THE REQUEST →
Could you copy the records line for line, starting at the very beginning of the records and ending with the line that contains "x=383, y=466", including that line? Leave out the pictures.

EXCERPTED DATA →

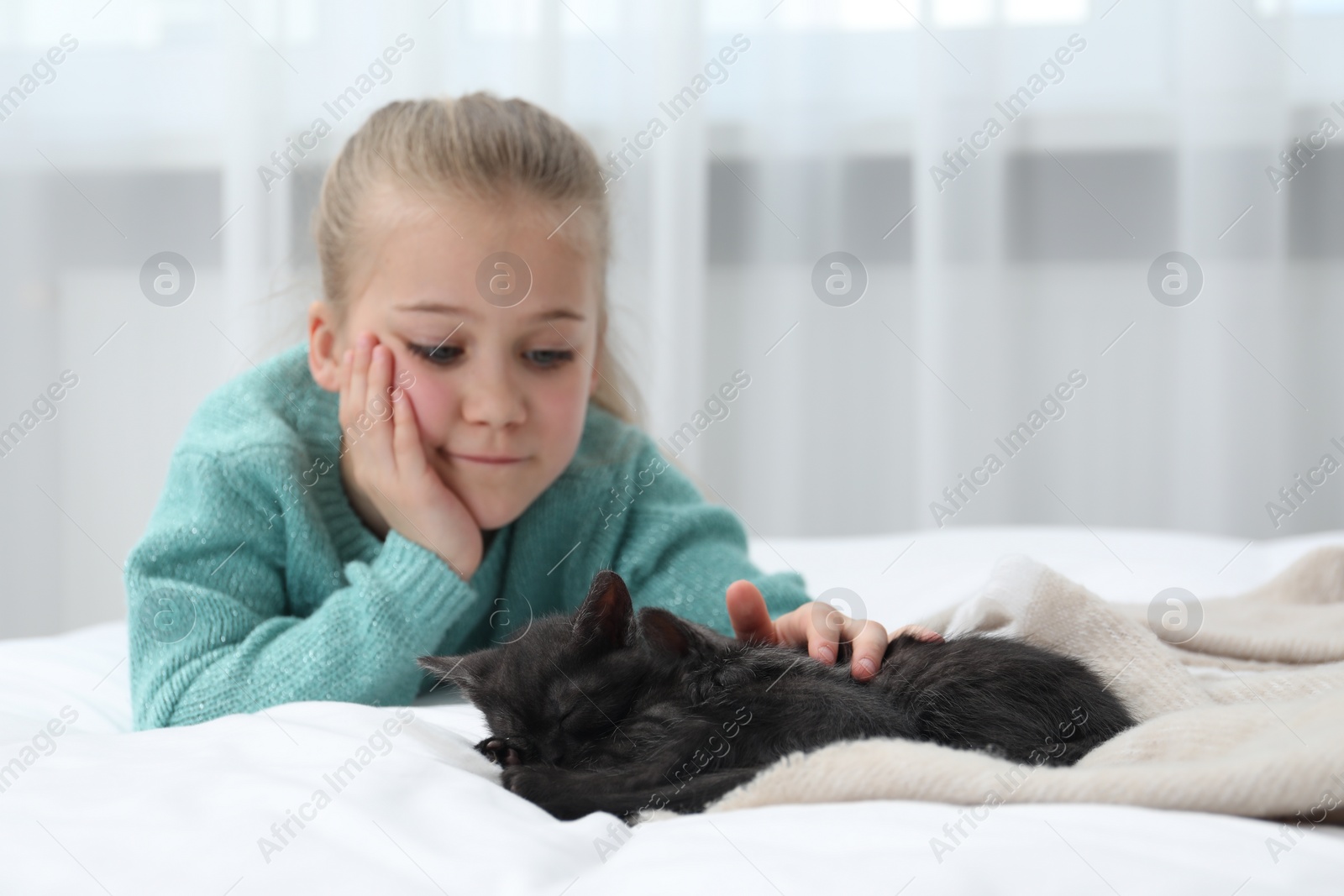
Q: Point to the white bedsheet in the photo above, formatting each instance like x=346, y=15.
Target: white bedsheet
x=185, y=809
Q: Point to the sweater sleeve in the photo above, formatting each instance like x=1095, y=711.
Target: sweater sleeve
x=680, y=553
x=210, y=625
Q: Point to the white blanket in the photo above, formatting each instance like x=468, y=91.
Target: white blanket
x=187, y=809
x=1263, y=735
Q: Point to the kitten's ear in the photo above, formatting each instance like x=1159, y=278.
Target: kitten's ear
x=464, y=671
x=606, y=618
x=664, y=631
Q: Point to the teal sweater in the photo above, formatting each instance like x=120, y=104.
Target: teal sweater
x=257, y=584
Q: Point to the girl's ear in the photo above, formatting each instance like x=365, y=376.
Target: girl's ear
x=323, y=347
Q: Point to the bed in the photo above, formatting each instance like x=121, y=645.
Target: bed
x=233, y=806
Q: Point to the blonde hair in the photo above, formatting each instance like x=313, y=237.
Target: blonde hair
x=480, y=148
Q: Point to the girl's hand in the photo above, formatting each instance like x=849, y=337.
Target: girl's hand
x=917, y=631
x=816, y=625
x=383, y=466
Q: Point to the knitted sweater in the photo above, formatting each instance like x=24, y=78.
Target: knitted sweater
x=257, y=584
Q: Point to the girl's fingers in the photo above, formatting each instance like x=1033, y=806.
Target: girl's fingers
x=407, y=445
x=824, y=631
x=343, y=403
x=360, y=374
x=378, y=427
x=870, y=645
x=748, y=613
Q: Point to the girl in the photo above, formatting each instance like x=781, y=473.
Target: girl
x=449, y=454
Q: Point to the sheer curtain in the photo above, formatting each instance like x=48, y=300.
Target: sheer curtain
x=999, y=270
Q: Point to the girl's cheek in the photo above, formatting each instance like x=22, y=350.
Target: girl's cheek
x=432, y=401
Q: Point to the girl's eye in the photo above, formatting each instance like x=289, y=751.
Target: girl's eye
x=549, y=356
x=436, y=354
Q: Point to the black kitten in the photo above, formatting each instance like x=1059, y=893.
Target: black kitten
x=609, y=711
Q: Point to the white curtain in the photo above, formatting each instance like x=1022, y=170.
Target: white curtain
x=988, y=284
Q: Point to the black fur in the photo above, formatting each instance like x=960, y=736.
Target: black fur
x=615, y=711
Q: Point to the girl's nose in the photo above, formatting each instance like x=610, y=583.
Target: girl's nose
x=491, y=398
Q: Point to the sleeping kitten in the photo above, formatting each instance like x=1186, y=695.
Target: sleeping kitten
x=615, y=711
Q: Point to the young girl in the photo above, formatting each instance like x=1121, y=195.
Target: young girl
x=448, y=456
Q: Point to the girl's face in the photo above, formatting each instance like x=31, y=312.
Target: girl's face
x=501, y=392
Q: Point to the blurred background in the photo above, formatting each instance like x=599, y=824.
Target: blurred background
x=981, y=269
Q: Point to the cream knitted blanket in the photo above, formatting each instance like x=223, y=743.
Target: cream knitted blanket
x=1245, y=718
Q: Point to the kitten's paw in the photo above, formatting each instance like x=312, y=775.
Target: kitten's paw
x=501, y=752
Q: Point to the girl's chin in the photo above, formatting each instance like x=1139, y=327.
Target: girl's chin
x=491, y=512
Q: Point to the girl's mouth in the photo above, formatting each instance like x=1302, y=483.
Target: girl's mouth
x=496, y=459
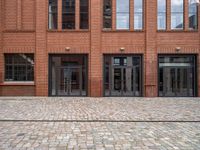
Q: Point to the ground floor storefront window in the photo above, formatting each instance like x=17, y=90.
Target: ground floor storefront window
x=68, y=75
x=177, y=76
x=122, y=75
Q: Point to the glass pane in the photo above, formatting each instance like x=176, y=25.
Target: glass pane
x=138, y=14
x=122, y=14
x=68, y=14
x=193, y=23
x=19, y=67
x=53, y=14
x=122, y=21
x=176, y=14
x=83, y=14
x=107, y=14
x=161, y=15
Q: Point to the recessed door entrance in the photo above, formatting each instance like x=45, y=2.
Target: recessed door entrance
x=177, y=76
x=68, y=76
x=122, y=76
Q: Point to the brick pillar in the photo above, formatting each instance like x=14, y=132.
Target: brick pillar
x=95, y=59
x=151, y=50
x=198, y=58
x=19, y=14
x=41, y=56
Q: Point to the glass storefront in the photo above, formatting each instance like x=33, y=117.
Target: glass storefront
x=68, y=75
x=177, y=76
x=122, y=76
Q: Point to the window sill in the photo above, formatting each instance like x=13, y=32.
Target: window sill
x=80, y=30
x=106, y=30
x=12, y=83
x=179, y=31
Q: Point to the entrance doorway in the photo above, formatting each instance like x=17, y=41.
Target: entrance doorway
x=122, y=76
x=177, y=76
x=68, y=75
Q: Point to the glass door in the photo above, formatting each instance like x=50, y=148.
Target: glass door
x=177, y=76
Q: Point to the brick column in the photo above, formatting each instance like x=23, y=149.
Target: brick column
x=77, y=19
x=168, y=15
x=114, y=15
x=19, y=14
x=198, y=58
x=59, y=15
x=1, y=45
x=186, y=18
x=41, y=56
x=151, y=50
x=95, y=59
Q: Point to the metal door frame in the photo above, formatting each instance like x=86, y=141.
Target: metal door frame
x=85, y=56
x=123, y=67
x=195, y=80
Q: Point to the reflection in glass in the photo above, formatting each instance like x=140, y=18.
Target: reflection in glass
x=176, y=14
x=107, y=14
x=68, y=14
x=161, y=17
x=193, y=15
x=122, y=76
x=138, y=14
x=84, y=14
x=122, y=14
x=177, y=76
x=53, y=14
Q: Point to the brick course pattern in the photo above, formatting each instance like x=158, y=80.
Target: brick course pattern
x=24, y=29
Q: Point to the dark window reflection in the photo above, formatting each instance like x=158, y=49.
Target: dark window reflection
x=68, y=14
x=107, y=14
x=177, y=14
x=84, y=14
x=19, y=67
x=53, y=14
x=161, y=17
x=193, y=15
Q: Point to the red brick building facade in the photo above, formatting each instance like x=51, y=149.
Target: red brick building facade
x=24, y=29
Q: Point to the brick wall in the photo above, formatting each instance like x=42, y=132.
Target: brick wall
x=23, y=29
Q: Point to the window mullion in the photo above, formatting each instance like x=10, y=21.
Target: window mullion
x=114, y=16
x=168, y=15
x=77, y=15
x=131, y=15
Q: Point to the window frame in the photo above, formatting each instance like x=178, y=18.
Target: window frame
x=13, y=57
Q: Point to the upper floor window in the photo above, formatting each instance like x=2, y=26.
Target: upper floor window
x=177, y=14
x=192, y=14
x=19, y=67
x=107, y=14
x=53, y=14
x=122, y=14
x=84, y=15
x=68, y=14
x=161, y=14
x=138, y=14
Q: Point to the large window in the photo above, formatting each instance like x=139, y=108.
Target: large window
x=192, y=15
x=68, y=14
x=161, y=16
x=107, y=14
x=138, y=14
x=53, y=14
x=84, y=14
x=19, y=67
x=177, y=14
x=122, y=14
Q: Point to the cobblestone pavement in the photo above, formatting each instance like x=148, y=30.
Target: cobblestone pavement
x=137, y=109
x=127, y=136
x=99, y=123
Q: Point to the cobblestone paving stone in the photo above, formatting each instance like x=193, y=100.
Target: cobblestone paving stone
x=147, y=109
x=108, y=136
x=99, y=123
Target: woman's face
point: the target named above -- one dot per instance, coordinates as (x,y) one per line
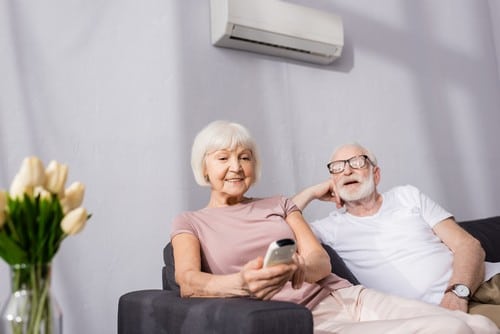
(230,172)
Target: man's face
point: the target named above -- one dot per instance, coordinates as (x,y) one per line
(354,184)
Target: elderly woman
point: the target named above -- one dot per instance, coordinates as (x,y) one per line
(218,251)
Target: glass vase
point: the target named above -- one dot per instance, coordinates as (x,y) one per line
(31,308)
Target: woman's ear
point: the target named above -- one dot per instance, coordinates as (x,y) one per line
(376,174)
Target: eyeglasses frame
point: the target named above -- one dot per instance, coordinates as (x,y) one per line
(348,161)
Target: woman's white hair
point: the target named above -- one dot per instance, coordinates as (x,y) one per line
(220,135)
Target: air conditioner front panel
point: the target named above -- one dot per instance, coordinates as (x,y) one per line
(277,28)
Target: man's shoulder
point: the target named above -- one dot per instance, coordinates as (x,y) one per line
(403,189)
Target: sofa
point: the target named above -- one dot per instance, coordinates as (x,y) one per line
(164,311)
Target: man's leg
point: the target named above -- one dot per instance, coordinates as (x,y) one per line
(486,300)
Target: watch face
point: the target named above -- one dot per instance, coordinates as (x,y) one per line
(461,290)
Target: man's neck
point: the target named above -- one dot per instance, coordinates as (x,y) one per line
(367,206)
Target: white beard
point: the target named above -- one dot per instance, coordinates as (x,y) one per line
(366,188)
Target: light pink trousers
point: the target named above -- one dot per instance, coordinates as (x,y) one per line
(360,310)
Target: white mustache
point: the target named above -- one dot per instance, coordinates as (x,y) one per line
(352,178)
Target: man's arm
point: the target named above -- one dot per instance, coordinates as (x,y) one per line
(468,261)
(322,191)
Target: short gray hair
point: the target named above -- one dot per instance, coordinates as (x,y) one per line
(220,135)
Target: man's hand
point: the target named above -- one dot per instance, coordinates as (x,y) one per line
(452,302)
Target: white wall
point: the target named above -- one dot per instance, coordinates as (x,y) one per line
(118,89)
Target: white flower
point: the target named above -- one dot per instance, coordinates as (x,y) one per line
(30,175)
(74,221)
(42,192)
(73,197)
(56,175)
(3,205)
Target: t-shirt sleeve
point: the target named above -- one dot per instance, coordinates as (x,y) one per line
(182,224)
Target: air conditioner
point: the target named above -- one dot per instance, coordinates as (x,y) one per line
(277,28)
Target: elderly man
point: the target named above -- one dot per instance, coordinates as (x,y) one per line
(400,241)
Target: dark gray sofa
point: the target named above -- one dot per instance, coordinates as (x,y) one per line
(164,311)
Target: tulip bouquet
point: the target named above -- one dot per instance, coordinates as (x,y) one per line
(36,215)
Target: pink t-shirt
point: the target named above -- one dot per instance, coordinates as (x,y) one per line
(233,235)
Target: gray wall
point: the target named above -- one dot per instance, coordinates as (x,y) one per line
(118,89)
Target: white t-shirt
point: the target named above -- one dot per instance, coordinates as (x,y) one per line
(395,250)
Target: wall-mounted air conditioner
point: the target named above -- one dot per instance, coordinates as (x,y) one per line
(277,28)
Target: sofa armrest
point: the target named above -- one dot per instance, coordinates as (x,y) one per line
(487,231)
(161,311)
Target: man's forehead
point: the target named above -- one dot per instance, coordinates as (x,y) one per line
(348,151)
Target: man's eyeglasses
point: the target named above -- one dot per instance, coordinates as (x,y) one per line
(356,162)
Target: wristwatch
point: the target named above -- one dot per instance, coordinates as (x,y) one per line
(461,290)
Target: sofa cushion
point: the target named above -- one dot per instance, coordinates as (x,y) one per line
(487,231)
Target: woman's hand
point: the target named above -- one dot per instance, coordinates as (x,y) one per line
(264,283)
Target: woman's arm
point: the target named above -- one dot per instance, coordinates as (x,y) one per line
(252,280)
(316,262)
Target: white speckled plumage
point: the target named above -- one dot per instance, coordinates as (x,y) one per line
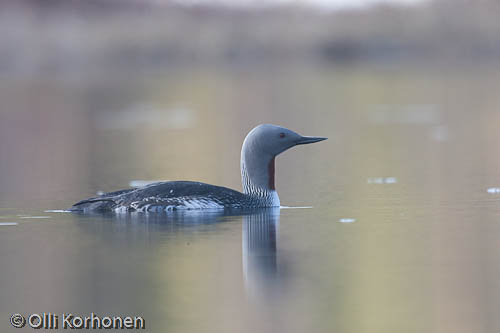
(258,153)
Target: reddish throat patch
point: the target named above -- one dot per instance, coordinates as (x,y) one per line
(270,171)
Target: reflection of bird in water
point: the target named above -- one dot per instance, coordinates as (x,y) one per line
(259,150)
(260,267)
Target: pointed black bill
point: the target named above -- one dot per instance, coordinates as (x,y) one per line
(309,139)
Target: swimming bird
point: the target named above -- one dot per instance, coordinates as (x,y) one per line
(260,147)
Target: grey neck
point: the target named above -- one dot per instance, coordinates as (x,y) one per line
(257,172)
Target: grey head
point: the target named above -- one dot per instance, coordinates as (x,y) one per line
(259,150)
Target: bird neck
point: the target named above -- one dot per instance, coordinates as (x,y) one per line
(257,173)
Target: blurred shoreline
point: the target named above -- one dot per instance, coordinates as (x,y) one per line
(82,37)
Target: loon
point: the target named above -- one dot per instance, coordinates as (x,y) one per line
(260,147)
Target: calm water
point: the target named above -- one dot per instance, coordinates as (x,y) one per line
(401,233)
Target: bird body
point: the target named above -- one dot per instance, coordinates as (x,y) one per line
(258,154)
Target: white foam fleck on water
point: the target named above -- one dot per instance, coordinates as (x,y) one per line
(382,180)
(35,217)
(56,211)
(298,207)
(8,223)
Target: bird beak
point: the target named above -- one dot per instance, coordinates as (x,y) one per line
(309,139)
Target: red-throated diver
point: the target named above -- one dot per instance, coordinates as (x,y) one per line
(259,149)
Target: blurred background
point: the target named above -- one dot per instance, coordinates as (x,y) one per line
(97,94)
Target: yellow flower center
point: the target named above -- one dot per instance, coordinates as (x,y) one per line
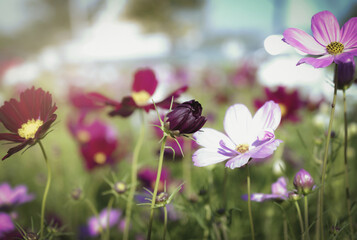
(100,158)
(29,129)
(242,148)
(335,48)
(141,98)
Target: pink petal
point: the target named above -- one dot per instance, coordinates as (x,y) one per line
(349,33)
(268,116)
(207,156)
(237,122)
(320,62)
(325,28)
(303,41)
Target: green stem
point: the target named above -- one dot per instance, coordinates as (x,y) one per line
(133,184)
(321,203)
(306,213)
(158,176)
(249,204)
(347,185)
(300,219)
(48,183)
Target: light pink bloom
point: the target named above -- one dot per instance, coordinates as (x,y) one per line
(247,137)
(328,40)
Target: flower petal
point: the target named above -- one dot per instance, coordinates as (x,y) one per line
(303,41)
(320,62)
(237,123)
(207,156)
(349,33)
(268,116)
(325,28)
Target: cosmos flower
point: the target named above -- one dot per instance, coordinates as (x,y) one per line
(98,224)
(279,192)
(328,41)
(97,142)
(289,102)
(143,88)
(28,120)
(247,137)
(13,197)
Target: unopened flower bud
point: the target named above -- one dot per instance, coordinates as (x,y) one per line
(185,118)
(303,182)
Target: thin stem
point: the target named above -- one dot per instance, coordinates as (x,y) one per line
(300,219)
(321,203)
(165,222)
(347,185)
(134,171)
(158,176)
(249,204)
(306,213)
(48,183)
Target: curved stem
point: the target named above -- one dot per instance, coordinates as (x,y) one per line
(134,171)
(158,176)
(300,219)
(347,185)
(249,204)
(323,175)
(48,183)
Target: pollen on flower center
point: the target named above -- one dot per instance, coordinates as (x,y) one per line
(335,48)
(100,158)
(141,98)
(242,148)
(29,129)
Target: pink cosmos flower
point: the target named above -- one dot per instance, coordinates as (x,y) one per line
(334,44)
(247,137)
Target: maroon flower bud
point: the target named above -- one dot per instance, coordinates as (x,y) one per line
(185,118)
(303,182)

WORKED ANSWER →
Q: Point to the white bedsheet in the photo above, formatting each instance like x=346, y=15.
Target: white bedsheet
x=185, y=809
Q: Point to the sweater sleeve in the photo above, formatting each instance like x=1095, y=711.
Target: sweater sleeve
x=680, y=553
x=210, y=625
Q: Point to the white blanket in the photo above, formatting each instance like x=468, y=91.
Target: white blanket
x=187, y=809
x=1263, y=735
Q: Point to the kitten's ear in the photo above, formatting each instance like x=1159, y=278.
Target: kitten's ear
x=464, y=671
x=606, y=618
x=664, y=631
Q: Point to the teal sweater in the photo above, formatting each instance like x=120, y=104.
Target: teal sweater
x=257, y=584
Q: Point to the girl's ear in the photo above, formatting each instance like x=365, y=376.
Target: girl's ear
x=323, y=347
Q: Point to the bed in the photo above, formatting each instance like x=121, y=645.
Target: bed
x=233, y=806
Q: Point to the blonde hair in the photo above, formatting each instance like x=313, y=237.
Target: blonde hair
x=480, y=148
Q: Point to the girl's hand in the photo above, formatting each instance like x=849, y=337.
Target: girl's hand
x=917, y=631
x=816, y=625
x=383, y=466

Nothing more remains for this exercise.